- _Entries shown_
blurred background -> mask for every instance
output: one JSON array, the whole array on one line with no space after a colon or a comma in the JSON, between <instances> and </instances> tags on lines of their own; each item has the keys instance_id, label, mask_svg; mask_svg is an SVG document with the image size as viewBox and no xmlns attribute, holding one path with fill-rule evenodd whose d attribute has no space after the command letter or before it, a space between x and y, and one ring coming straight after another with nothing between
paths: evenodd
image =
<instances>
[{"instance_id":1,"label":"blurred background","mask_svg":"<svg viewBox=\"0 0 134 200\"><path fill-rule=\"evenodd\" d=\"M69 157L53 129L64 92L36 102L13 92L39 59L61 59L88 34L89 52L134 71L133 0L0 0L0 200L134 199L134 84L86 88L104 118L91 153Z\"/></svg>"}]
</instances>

- _What the task asks_
Give a word-for-word restatement of every record.

- _Your solution_
blurred background -> mask for every instance
output: one JSON array, the whole array on one line with no space after a colon or a comma in the JSON, between <instances> and </instances> tags on lines of their own; each item has the keys instance_id, label, mask_svg; mask_svg is an SVG document with the image size as viewBox and no xmlns attribute, holding one path with fill-rule evenodd whose d attribute has no space after the command letter or before it, a space between x and y, and one ring coming straight after another with nothing between
paths: evenodd
image =
<instances>
[{"instance_id":1,"label":"blurred background","mask_svg":"<svg viewBox=\"0 0 134 200\"><path fill-rule=\"evenodd\" d=\"M69 157L53 129L64 92L36 102L13 92L39 59L61 59L88 34L89 52L134 71L133 0L0 0L0 200L134 199L134 84L86 88L104 118L91 153Z\"/></svg>"}]
</instances>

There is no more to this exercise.